## TASK OBJECTIVE:
Please transcribe, exactly and only, the lines of the records below from the one holding "Would you mind identifying the forest" to the very end.

## DATA FOR THIS EXERCISE:
- Opening Delimiter -
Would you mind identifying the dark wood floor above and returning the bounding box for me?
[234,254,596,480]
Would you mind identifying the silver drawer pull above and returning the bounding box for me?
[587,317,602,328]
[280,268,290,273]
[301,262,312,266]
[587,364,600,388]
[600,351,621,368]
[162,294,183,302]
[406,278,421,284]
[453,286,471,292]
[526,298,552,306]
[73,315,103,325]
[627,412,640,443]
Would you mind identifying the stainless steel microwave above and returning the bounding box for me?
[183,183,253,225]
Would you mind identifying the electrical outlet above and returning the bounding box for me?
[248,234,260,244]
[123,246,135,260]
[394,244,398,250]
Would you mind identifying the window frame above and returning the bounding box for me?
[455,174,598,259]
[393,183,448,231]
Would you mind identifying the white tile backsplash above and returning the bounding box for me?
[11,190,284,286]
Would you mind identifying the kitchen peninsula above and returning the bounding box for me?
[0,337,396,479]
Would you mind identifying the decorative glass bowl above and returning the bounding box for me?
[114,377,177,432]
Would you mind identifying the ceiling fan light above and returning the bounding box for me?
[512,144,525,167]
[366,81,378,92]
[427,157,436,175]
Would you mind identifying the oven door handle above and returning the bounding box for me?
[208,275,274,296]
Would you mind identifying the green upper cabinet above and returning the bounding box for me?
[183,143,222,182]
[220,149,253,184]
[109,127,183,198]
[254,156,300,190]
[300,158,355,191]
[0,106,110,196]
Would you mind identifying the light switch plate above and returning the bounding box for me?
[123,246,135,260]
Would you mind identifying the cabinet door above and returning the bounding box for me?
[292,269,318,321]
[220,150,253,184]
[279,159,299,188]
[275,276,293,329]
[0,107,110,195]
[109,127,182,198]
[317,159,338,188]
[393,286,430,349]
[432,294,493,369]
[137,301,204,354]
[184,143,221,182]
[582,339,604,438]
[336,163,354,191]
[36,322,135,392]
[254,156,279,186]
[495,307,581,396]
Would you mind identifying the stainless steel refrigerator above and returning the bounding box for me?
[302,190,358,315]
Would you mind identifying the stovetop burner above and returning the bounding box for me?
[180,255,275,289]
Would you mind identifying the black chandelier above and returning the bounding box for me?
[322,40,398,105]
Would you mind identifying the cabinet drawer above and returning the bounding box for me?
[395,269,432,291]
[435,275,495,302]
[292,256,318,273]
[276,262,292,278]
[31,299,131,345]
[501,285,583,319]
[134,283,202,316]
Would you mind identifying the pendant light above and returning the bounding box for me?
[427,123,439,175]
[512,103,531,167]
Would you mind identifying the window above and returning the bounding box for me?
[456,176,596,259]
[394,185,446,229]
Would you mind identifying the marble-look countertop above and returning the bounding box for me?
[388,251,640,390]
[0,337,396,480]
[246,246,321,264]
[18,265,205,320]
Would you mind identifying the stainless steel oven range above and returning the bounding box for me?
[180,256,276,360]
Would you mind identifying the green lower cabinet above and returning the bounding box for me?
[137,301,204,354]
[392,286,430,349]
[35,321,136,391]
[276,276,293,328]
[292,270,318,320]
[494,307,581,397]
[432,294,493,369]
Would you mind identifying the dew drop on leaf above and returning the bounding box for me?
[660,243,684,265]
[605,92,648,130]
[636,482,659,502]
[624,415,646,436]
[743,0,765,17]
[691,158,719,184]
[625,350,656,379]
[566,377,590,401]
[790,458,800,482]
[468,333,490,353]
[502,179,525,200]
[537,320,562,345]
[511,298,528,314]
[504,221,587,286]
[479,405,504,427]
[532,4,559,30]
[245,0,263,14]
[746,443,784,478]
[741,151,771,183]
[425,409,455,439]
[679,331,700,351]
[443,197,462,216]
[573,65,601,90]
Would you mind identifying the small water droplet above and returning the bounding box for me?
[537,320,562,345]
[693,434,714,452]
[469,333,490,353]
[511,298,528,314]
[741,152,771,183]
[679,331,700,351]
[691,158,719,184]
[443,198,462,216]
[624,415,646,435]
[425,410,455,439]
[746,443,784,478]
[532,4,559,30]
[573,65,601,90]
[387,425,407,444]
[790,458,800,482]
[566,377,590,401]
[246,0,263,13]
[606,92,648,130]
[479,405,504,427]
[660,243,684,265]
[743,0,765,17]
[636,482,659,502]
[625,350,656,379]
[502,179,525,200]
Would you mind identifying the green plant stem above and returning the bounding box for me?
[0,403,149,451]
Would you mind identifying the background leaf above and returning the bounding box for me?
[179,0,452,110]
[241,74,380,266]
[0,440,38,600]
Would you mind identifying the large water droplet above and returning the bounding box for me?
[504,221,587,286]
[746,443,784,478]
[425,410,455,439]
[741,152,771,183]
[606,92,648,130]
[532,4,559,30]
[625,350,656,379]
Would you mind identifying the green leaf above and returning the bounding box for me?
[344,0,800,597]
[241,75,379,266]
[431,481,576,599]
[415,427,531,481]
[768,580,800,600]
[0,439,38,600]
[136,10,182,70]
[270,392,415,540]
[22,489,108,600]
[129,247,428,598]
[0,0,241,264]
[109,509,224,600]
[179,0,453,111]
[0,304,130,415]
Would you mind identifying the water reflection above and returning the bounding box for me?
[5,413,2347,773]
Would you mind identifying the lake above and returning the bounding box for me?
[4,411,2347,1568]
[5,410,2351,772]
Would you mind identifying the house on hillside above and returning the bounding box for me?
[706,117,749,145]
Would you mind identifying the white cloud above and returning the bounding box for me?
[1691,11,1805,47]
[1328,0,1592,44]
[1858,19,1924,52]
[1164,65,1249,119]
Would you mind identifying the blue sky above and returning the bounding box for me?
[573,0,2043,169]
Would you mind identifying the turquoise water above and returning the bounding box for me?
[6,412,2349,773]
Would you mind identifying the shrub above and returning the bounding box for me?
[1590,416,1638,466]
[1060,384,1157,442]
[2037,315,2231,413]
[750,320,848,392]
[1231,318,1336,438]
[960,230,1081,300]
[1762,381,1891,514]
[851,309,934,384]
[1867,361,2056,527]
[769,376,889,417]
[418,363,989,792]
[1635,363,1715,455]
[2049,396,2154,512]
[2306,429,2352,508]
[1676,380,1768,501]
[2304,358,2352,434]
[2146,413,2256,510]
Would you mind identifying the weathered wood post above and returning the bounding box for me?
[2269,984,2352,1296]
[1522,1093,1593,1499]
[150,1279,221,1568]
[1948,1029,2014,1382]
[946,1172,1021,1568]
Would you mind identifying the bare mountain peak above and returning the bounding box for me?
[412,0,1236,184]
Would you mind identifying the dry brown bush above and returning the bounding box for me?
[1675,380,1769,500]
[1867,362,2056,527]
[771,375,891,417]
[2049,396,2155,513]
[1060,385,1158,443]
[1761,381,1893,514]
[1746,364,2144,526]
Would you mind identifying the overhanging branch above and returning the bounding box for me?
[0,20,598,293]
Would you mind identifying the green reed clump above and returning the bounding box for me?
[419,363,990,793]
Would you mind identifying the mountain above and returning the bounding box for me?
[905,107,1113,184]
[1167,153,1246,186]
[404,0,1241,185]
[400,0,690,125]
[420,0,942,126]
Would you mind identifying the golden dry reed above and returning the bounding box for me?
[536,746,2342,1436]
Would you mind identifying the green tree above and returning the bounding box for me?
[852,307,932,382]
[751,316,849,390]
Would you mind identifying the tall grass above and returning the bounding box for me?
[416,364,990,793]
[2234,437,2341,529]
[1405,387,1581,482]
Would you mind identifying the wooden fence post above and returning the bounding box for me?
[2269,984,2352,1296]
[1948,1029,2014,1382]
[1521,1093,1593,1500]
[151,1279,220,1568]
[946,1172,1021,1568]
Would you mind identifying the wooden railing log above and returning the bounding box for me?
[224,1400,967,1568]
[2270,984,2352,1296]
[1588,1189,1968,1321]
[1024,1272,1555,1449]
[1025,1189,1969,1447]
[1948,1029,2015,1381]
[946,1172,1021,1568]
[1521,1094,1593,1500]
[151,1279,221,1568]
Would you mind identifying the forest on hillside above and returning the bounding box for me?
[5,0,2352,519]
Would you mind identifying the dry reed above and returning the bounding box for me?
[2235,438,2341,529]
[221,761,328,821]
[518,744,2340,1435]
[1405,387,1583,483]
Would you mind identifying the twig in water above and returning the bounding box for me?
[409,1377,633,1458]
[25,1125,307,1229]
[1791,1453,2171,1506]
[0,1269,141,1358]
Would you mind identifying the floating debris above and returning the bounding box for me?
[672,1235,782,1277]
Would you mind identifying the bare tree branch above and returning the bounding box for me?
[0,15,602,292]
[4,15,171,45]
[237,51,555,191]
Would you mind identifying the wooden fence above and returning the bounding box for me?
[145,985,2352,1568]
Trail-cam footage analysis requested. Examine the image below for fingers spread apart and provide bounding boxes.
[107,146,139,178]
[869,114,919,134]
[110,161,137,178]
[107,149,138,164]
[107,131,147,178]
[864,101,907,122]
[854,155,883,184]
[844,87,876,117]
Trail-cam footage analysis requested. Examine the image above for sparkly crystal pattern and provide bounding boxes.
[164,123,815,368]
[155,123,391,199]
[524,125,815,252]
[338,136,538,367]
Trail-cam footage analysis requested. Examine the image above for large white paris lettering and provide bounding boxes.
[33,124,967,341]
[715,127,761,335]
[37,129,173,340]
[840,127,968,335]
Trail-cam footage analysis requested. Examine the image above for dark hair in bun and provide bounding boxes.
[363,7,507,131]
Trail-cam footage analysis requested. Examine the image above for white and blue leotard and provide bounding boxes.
- Closing Delimiter -
## ANSWER SPACE:
Would you mind identifying the forest on hillside above and returning the bounding box for me?
[5,0,2352,519]
Would you mind identifying the dry reed above and returning the bounding box for me?
[2235,438,2341,529]
[221,761,328,821]
[518,744,2340,1435]
[1405,387,1583,483]
Would you mind identifying the twig in water above and returning the bounding box for me?
[409,1377,633,1458]
[25,1125,307,1229]
[1791,1453,2171,1506]
[0,1269,141,1358]
Would you mind identifying the floating debris above and returning the bounding box for me?
[672,1235,782,1277]
Would you mind identifying the bare tree branch above and returning the bounding box for me?
[0,15,602,292]
[4,15,171,45]
[237,51,555,191]
Would you mind identifying the wooden fence above and returning the bounding box for me?
[145,985,2352,1568]
Trail-cam footage analysis requested. Examine the image below for fingers spread apart and provide bounding boxes.
[107,146,139,178]
[869,114,919,134]
[110,161,137,178]
[107,149,138,164]
[107,131,147,178]
[864,101,907,122]
[854,155,883,184]
[844,87,876,117]
Trail-cam footage analysis requested. Examine the image above for sparkly crystal pattern and provide bounding boxes.
[164,123,815,368]
[155,123,391,199]
[524,125,815,252]
[338,136,538,367]
Trail-cam footage analysis requested. Examine the image above for large white paris lettering and provide bounding boxes.
[33,124,967,341]
[715,127,761,335]
[37,129,173,340]
[840,127,968,335]
Trail-cam footage analysis requested. Examine the image above for dark hair in bun and provide bounding boxes.
[363,7,507,131]
Trail-cam footage analysis requested. Examine the image above for white and blue leotard and provide bounding boxes.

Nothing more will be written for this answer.